**Text block**

^^^^^^^^

Note: Just here for the brevity the examples are simplified, so they do not justify my intentions. If I would be just writing to a memory location exactly like as in the example, then the C would be the best approach. However, I'm doing stuff where I can't use C in this example even when in general it would be best to stay in C.
I'm trying to load registers with values, but I'm stuck to using 8-bit immediates.
My code:
https://godbolt.org/z/8EE45Gerd
#include <cstdint>
void a(uint32_t value) {
*(volatile uint32_t *)(0x21014) = value;
}
void b(uint32_t value) {
asm (
"push ip \n\t"
"mov ip, %[gpio_out_addr_high] \n\t"
"lsl ip, ip, #8 \n\t"
"add ip, %[gpio_out_addr_low] \n\t"
"lsl ip, ip, #2 \n\t"
"str %[value], [ip] \n\t"
"pop ip \n\t"
:
: [gpio_out_addr_low] "I"((0x21014 >> 2) & 0xff),
[gpio_out_addr_high] "I"((0x21014 >> (2+8)) & 0xff),
[value] "r"(value)

^^^^^^^^

**Material shown**

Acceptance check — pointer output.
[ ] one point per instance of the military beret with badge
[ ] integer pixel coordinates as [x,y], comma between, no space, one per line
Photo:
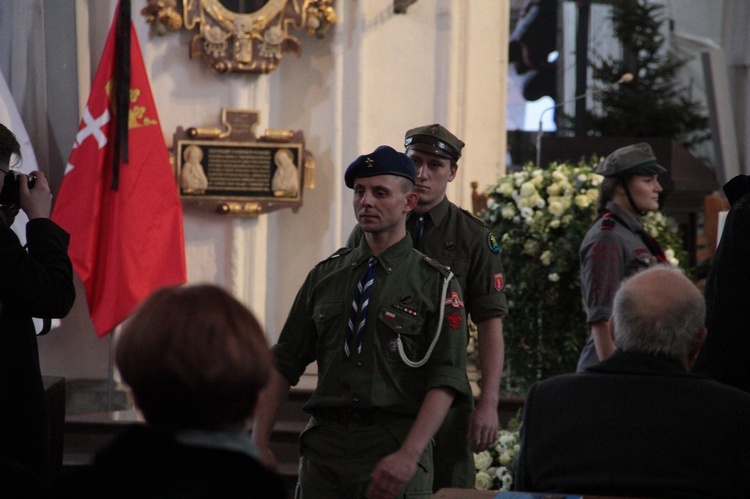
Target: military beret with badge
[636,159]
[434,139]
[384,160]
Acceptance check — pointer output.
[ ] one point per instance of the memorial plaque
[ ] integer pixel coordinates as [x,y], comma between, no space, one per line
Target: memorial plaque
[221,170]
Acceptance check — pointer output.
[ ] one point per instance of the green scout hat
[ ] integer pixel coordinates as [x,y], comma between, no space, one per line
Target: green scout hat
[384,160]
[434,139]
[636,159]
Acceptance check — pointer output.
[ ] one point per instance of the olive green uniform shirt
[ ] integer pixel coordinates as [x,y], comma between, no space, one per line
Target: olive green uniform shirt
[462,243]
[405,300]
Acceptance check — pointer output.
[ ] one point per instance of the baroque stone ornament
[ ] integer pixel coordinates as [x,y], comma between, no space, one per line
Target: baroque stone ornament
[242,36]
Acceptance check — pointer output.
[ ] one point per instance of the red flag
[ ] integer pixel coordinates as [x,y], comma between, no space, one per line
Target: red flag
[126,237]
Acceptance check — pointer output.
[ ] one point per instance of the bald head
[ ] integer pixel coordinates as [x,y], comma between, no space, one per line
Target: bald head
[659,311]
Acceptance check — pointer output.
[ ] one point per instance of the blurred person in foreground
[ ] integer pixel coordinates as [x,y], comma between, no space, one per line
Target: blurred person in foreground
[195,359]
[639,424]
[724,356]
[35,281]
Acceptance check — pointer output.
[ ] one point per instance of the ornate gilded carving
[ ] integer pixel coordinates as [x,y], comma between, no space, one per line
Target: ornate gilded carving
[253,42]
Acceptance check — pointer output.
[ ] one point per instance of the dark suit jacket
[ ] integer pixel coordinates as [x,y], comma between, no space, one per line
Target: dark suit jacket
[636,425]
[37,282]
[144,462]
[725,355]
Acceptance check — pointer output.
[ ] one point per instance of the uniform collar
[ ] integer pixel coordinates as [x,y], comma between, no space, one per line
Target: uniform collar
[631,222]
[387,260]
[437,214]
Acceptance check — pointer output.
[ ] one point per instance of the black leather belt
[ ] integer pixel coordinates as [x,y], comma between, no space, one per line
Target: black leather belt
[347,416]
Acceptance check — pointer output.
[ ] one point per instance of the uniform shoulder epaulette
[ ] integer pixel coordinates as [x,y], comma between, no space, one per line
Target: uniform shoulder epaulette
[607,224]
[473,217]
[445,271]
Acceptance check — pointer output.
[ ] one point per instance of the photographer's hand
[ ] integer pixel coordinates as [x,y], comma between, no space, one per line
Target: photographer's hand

^^^^^^^^

**Directives**
**A)** In the inline assembly post, what size of immediate does the writer say they are stuck using?
**B)** Continue the inline assembly post from the point where it stops.
The rows above come from a separate source.

**Response list**
**A)** 8-bit immediates.

**B)**
);
}
// adding -march=ARMv7E-M will not allow 16-bit immediate
// void c(uint32_t value) {
// asm (
// "mov ip, %[gpio_out_addr] \n\t"
// "str %[value], [ip] \n\t"
// :
// : [gpio_out_addr] "I"(0x1014),
// [value] "r"(value)
// );
// }
int main() {
a(20);
b(20);
return 0;
}
When I write a C code (see a()
) then it gets assembled in Godbolt to:
a(unsigned char):
mov r3, #135168
str r0, [r3, #20]
bx lr
I think it uses the MOV
as pseudo instruction. When I want to do the same in assembly, I could put the value into some memory location and load it with LDR
. I think that's how the C code gets assembled when I use -march=ARMv7E-M (the MOV
gets replaced with LDR
), however in many cases this will not be practical for me as I will be doing other things with.
In the case of the 0x21014 address, the first 2 bits are zero so I can treat this 18-bit number as 16-bit when I shift it correctly, that's what I'm doing in the b()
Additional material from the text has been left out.